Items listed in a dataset
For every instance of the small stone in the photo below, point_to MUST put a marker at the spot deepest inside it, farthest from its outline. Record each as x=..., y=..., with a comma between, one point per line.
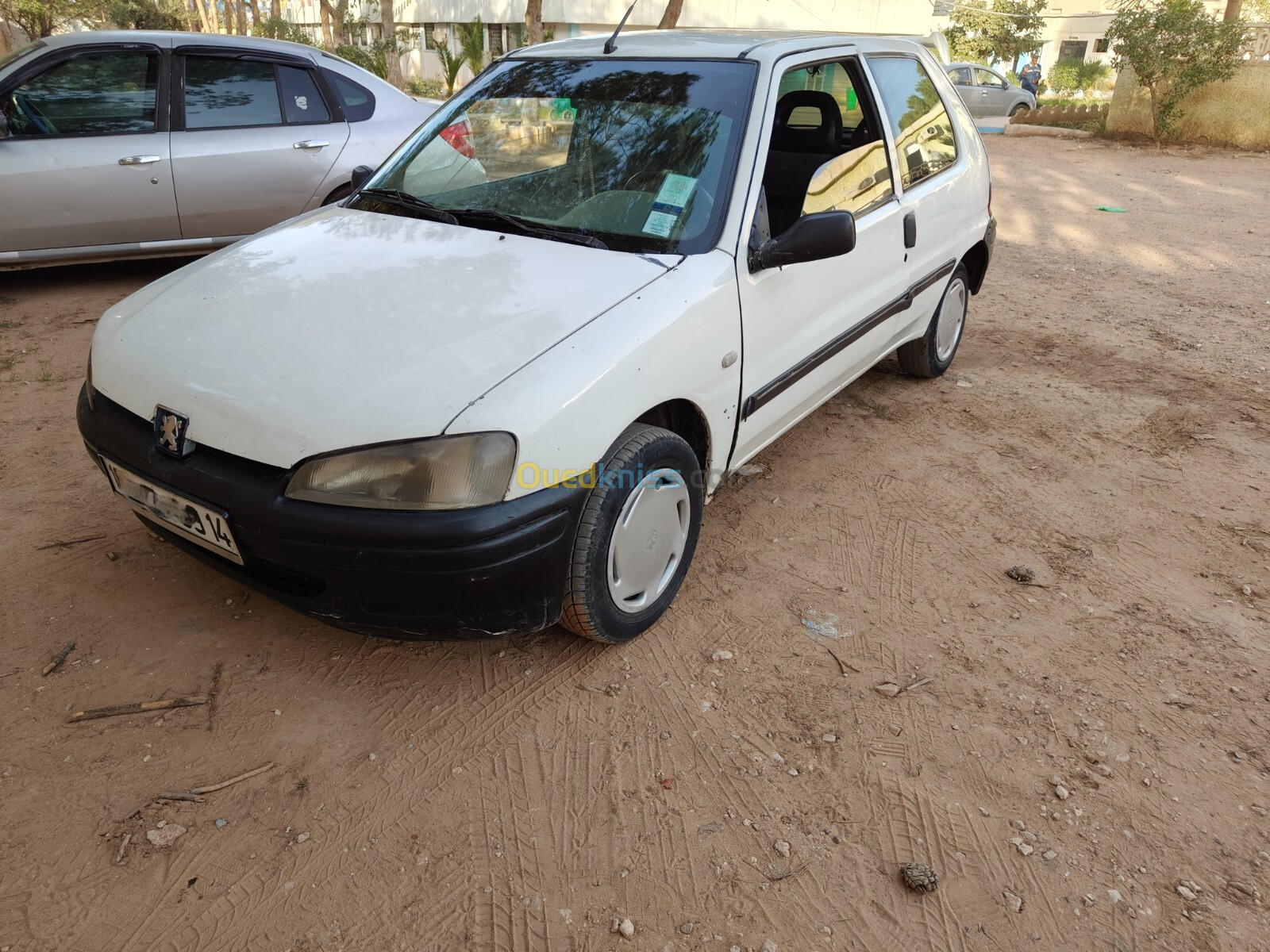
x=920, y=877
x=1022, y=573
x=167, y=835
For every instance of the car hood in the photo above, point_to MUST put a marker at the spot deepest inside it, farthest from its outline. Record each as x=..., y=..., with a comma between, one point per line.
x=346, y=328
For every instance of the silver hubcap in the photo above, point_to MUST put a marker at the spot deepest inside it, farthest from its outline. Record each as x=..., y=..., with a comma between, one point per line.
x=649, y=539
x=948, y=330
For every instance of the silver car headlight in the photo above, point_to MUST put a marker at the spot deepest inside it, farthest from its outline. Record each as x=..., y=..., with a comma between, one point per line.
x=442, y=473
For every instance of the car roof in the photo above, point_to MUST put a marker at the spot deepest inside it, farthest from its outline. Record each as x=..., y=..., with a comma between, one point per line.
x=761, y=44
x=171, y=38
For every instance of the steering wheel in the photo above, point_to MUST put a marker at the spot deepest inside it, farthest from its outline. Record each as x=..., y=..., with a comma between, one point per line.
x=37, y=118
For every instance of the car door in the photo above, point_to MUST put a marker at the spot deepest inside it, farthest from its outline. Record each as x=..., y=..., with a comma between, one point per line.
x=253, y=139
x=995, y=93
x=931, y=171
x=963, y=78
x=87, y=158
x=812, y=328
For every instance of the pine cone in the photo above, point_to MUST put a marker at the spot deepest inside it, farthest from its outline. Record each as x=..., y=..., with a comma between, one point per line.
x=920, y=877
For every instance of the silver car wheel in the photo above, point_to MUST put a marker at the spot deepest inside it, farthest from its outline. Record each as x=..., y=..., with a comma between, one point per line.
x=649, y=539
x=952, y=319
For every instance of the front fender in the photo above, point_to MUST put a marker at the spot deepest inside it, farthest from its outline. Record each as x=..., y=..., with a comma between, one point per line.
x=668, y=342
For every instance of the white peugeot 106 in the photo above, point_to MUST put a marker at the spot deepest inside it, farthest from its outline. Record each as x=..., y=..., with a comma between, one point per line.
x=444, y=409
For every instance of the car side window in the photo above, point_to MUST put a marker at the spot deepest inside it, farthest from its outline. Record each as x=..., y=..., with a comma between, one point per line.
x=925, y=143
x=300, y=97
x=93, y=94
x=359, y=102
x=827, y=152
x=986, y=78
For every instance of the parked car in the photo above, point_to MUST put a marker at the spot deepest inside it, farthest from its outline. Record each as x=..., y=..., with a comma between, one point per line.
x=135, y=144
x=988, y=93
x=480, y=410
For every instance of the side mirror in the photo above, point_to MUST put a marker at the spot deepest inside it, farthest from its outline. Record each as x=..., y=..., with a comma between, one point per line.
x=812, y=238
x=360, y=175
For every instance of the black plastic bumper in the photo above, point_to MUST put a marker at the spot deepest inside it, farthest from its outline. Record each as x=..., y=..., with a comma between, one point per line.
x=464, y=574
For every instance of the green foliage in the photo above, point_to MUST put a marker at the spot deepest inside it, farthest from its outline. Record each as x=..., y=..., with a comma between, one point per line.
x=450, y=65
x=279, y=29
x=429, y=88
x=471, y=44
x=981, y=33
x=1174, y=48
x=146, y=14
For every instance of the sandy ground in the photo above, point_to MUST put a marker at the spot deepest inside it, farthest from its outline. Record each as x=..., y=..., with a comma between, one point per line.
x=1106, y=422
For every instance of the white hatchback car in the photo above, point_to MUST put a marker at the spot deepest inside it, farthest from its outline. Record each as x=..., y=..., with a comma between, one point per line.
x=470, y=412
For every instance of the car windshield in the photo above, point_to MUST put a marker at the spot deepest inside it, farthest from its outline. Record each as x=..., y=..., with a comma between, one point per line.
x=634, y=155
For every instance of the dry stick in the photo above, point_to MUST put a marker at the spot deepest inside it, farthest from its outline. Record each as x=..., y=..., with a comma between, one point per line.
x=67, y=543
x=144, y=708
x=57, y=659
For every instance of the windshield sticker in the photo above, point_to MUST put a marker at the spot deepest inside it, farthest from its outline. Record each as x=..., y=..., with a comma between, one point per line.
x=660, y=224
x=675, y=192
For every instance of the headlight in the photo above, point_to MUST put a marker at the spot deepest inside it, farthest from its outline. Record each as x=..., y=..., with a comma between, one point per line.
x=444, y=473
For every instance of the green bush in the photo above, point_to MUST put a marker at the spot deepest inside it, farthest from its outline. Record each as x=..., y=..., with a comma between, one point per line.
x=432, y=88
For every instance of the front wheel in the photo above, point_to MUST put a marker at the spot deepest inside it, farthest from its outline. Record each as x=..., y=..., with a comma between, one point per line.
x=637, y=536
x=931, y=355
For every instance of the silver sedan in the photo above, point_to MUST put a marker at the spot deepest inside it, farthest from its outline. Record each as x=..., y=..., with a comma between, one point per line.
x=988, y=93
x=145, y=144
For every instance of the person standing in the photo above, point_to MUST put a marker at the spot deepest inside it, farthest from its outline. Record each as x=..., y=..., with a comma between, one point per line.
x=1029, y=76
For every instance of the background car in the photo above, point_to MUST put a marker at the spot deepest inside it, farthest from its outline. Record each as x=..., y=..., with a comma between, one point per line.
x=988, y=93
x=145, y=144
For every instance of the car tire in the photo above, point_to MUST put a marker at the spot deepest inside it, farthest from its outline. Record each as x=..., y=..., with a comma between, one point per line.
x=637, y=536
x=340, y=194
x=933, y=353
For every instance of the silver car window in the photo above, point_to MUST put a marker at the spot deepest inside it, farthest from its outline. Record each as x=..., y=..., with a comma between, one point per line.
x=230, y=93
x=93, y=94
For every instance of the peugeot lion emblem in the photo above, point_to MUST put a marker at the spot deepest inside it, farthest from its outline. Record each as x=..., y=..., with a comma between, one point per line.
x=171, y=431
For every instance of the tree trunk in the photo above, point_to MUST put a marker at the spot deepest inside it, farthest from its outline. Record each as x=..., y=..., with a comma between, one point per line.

Goal of the exercise: Repeat all of the records verbatim, leaving out the pictures.

Completed exercise:
For every instance of the small stone in the photo below, point_to MUST put a marker at the spot deepest inside it, farthest from its outline. Record each as x=..., y=..., with a comma between, one point per line.
x=920, y=877
x=1022, y=573
x=167, y=835
For every instance of the car hood in the photo above, point_to MUST put a marker at the spot deepest inside it, farthest from its outline. Record each as x=..., y=..., with a comma between, one point per line.
x=346, y=328
For every instance of the silver hubcap in the photo above, point_to MUST put a marker at the spot deepest inside it, farthest from its outline. Record each as x=..., y=..., with a comma between, one point per line.
x=649, y=539
x=948, y=330
For every instance of the silver car headlight in the photo above, point_to MUST put a marker at the spot deepest inside it, farthest from its outline. Record each as x=..., y=..., with a comma between, one point per line.
x=442, y=473
For every instance of the car roof in the photo above, point_to MUST put a marker at the spot deepest inside it, farthest from its outline. Record each as x=..., y=..., with a comma between, one point per line.
x=761, y=44
x=171, y=38
For every instance of the steering wheel in the photo above, point_to MUST put a marker at the spot deepest inside it, farthest from its outline. Record each as x=..., y=..., with a comma between, one point per line.
x=37, y=118
For every instance of the car door in the photo above, point_to MUST put a marker at the spot deepest inside it, farthest from its outline. Record each as x=..., y=..., with a comma between, one point per line.
x=253, y=139
x=995, y=93
x=931, y=171
x=963, y=78
x=87, y=158
x=812, y=328
For every instance of the pine cone in the photo above, point_to MUST put a marker at the spot deepest inside it, farthest from its outline. Record each as x=..., y=..., with a comma between, one point per line.
x=920, y=877
For every instance of the silver car wheel in the photo above, point_to MUST put a marker at the spot deepest inside it, farthest from its outline. Record each as x=..., y=..., with a comma between, one point per line.
x=649, y=539
x=952, y=319
For every instance of the front fender in the photo above, point_to MUST put a marker at the spot deepest inside it, farthest from its outline. Record each as x=..., y=..., with a comma between, one point per line.
x=668, y=342
For every instance of the white peugeot 106 in the photo above, point_to MUST put a marker at the spot deepest inside it, farthest from its outline. Record each as x=..., y=..., with a comma between, one point per line.
x=444, y=409
For every instance of the car side window in the photo above, point_to MUST put a marker at the spot deepest inside it, farthest from its outline. Record each as x=..., y=..., with a comma between, one point per line.
x=925, y=143
x=300, y=97
x=93, y=94
x=359, y=102
x=827, y=152
x=986, y=78
For every instance of the parked car in the photo above, point_to MUST put a marker at the spot deepest inside it, farthest from its outline. Record each as x=..., y=..., with a comma between, one point per line.
x=135, y=144
x=988, y=93
x=480, y=410
For every instance of the side mirror in the photo above, point_to MUST put a marker at the spot deepest inside it, farthest from its outline. Record each as x=..., y=..., with a comma between, one point per line.
x=812, y=238
x=360, y=175
For every instance of the black plastic bumper in the photo above, point_to MUST put a marker at the spot deepest inside it, farthest from its outline. Record each as x=..., y=..., with a comma between, one point per line.
x=464, y=574
For every instance of the green foliage in the photo above, point_to MUST put a marker at the spot deepest inside it, farthest from its outline. Record each as x=..., y=..., with a comma between, one point per line.
x=450, y=65
x=279, y=29
x=429, y=88
x=471, y=44
x=981, y=33
x=1174, y=48
x=146, y=14
For every instance of the sandy ground in the photo above, point_to MUST put a marker at the spot deepest inside it, farthest from its outline. Record each as x=..., y=..., with a comma between, one point per line.
x=1106, y=422
For every instance of the white hatchback car in the photo above, point_to MUST put a marker at the spot deepest inside it, farthest from its outline. Record each as x=..., y=..., with a comma between, one point per line.
x=470, y=412
For every instance of the car windshield in the photo above, point_to MUST put a marker at the spot deepest inside it, farthest from its outline. Record each as x=..., y=..., with a comma between, one point per line.
x=634, y=155
For every instance of the dry stick in the photo above, point_to MUST put a marker at the spot deepest inside it, farthest from its outline. Record each as x=..., y=..., with a comma between, one point per line.
x=67, y=543
x=144, y=708
x=57, y=659
For every instance of the windshield sticker in the photo above, point_to MUST put a marker at the spot deepest inside it, farthest from its outline. Record each as x=..., y=..., with a comma between, one point per line.
x=660, y=224
x=675, y=192
For every instance of the headlight in the photo above, point_to MUST put a marker at the spot deepest inside it, farthest from its outline. Record each as x=..., y=..., with a comma between, one point per line.
x=444, y=473
For every instance of the green bush in the photo above, point_to MUST put a marker at the spot deepest inside it, farthest from its outline. Record each as x=..., y=..., with a comma between, one point per line.
x=432, y=88
For every instance of the front wheel in the photo above, point_to MUST put a marker at the spot deepest inside it, farthest from its outline. Record each as x=..., y=..., with a comma between, one point per line.
x=637, y=536
x=931, y=355
For every instance of the silver sedan in the photo above, point_to MUST put a marker at the spot deepest inside it, farthest from its outline. Record each as x=..., y=..., with a comma between, one point per line.
x=988, y=93
x=145, y=144
For every instance of the person standing in the photo above, point_to MUST put a marker at the spot deepest inside it, farthest from its outline. Record each as x=..., y=..., with a comma between, one point per line.
x=1029, y=76
For every instance of the background car in the photo above, point_to MUST put a marker at the spot deepest inside it, farthest from its outline. Record each as x=..., y=..., with a comma between, one point per line.
x=988, y=93
x=145, y=144
For every instance of the car tire in the photo above, point_to MUST put a marker at the spot deepest inside it, farthest from its outline. Record each as x=..., y=..., with a comma between, one point per line.
x=637, y=536
x=340, y=194
x=933, y=353
For every instance of the silver car window in the photo above, point_to MUST put a marker at the spot deepest inside it, farthest from its outline. Record each as x=..., y=..., with a comma between, one point per line.
x=230, y=93
x=93, y=94
For every instance of the peugeot lion emblem in the photo above, point_to MUST put a marker at the spot deepest inside it, farthest from its outline. Record each as x=..., y=..., with a comma between, one point per line.
x=171, y=431
For every instance of the tree trunk in the photo above, point_to MUST put a marker at the spot deepest inside it, farthest from its outline. Record each as x=..., y=..., with a comma between, one point per line.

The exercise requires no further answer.